• [What you have to do] Report every line of the records beneath this task that holds the string "below".

• [Data to process]
== == ==

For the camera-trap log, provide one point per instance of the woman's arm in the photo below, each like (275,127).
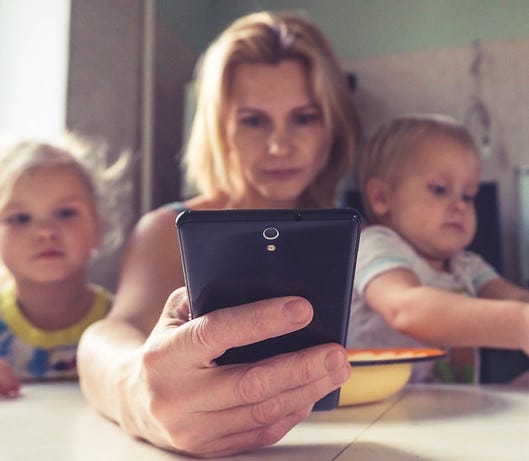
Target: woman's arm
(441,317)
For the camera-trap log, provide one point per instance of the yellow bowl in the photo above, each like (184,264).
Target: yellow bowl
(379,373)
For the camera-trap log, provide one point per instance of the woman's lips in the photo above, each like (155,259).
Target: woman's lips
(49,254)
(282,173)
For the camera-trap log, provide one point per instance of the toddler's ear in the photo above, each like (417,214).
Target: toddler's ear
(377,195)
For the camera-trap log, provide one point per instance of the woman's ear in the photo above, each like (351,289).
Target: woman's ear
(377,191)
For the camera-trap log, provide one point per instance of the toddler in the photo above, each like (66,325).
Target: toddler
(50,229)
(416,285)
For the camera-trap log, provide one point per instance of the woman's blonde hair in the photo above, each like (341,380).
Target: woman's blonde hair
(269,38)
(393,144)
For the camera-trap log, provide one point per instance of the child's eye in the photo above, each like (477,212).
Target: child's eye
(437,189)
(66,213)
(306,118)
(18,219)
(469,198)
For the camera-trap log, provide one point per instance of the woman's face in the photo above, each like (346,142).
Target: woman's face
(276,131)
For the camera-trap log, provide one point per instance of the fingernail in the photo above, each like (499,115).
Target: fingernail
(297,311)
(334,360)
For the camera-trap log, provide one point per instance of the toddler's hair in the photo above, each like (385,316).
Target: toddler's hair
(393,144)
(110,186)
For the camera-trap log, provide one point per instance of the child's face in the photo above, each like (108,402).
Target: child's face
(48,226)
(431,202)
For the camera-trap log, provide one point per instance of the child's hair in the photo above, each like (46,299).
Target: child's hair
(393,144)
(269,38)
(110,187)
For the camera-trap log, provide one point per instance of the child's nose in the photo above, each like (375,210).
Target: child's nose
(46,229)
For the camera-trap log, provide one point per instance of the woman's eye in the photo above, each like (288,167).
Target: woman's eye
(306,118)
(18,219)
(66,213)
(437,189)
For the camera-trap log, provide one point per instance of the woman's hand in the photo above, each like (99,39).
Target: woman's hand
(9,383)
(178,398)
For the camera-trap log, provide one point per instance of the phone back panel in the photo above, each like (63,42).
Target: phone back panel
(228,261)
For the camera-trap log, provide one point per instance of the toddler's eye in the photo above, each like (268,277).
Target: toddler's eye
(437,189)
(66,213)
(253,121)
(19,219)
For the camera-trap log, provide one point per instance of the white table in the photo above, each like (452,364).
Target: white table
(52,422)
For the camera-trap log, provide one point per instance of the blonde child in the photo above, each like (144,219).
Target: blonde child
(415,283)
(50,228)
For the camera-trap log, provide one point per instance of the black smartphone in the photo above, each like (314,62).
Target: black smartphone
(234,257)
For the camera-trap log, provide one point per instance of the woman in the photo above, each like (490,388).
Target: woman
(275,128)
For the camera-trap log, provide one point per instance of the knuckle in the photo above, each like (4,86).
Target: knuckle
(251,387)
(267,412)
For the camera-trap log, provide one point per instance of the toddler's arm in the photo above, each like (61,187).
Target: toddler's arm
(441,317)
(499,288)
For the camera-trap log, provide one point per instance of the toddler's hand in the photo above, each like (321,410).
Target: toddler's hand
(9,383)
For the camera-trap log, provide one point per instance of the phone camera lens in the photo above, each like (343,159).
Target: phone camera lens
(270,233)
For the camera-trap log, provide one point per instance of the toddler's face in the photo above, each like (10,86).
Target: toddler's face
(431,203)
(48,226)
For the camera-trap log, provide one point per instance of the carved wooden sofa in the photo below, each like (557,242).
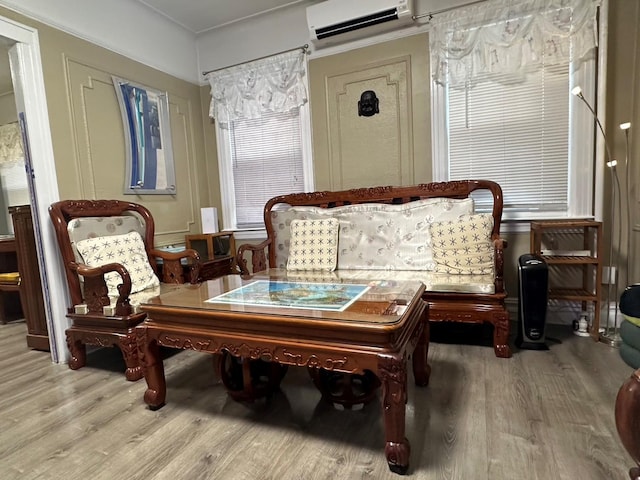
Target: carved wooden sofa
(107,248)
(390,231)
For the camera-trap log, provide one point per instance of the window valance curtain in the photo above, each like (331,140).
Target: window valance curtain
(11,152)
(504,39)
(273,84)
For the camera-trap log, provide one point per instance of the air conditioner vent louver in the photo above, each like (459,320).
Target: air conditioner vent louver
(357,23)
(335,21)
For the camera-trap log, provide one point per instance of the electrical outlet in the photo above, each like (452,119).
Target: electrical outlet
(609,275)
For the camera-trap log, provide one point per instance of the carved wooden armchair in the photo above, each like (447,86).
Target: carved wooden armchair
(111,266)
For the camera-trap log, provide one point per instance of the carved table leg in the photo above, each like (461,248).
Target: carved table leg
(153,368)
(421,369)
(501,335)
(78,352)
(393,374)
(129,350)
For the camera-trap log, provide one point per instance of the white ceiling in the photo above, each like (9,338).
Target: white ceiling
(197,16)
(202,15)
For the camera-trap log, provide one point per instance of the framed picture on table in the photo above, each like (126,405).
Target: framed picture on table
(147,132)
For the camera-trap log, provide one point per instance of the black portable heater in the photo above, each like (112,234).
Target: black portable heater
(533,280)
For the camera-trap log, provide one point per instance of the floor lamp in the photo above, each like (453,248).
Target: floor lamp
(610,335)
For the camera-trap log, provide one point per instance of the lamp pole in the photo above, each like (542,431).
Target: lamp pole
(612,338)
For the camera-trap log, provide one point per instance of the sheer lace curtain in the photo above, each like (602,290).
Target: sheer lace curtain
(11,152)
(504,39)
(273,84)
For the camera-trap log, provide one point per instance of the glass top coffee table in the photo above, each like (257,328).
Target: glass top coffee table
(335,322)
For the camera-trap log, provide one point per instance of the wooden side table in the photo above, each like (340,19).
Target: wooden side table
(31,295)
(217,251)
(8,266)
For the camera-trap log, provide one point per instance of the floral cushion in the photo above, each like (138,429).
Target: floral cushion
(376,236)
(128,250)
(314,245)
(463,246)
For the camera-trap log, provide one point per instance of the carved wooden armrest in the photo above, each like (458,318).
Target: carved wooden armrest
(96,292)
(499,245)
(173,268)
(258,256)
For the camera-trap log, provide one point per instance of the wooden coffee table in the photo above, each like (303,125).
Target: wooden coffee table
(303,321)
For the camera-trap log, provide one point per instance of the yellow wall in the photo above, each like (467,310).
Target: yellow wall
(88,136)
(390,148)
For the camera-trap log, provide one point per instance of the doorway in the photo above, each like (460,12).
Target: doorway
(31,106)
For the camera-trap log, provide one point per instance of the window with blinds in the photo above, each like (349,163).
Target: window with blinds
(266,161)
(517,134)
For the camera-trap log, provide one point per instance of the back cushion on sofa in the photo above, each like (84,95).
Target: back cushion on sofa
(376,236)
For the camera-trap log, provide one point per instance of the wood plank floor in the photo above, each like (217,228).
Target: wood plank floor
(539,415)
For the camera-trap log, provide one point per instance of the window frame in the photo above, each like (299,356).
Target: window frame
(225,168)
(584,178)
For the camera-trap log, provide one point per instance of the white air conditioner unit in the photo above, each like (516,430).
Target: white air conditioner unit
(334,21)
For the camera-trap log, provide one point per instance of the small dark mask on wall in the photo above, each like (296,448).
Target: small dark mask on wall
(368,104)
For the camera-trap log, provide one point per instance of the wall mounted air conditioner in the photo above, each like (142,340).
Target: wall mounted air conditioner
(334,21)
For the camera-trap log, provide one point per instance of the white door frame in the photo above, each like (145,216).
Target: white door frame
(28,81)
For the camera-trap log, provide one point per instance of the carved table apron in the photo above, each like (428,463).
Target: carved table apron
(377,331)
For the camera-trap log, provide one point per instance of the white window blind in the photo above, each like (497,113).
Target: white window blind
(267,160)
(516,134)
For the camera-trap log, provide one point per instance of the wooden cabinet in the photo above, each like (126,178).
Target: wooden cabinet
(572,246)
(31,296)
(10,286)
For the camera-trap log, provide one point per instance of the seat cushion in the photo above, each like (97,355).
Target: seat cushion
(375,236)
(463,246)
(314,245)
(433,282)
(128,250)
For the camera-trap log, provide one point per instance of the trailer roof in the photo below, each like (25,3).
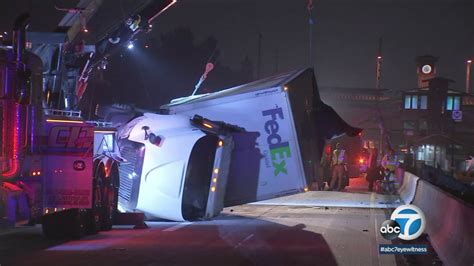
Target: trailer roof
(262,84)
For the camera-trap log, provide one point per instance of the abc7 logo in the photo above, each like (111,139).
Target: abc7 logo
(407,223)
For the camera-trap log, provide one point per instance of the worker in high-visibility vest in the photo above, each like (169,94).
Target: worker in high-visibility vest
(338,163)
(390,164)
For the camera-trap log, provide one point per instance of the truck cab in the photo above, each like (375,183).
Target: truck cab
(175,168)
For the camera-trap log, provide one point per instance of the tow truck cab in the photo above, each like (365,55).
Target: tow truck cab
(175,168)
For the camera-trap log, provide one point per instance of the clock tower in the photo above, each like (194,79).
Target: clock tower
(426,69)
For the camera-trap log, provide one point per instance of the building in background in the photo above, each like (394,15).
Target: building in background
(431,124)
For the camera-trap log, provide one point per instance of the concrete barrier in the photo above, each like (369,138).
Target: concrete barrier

== == ==

• [Exercise result]
For the camera-trap log, provide one point per instance of the woman's arm in the photo below, each like (275,127).
For the camera-trap log, provide one point per instance of the carved wooden sofa in the photo below, each like (557,242).
For the camera-trap log, provide one point per instance of the trailer roof in the photo below, each like (25,3).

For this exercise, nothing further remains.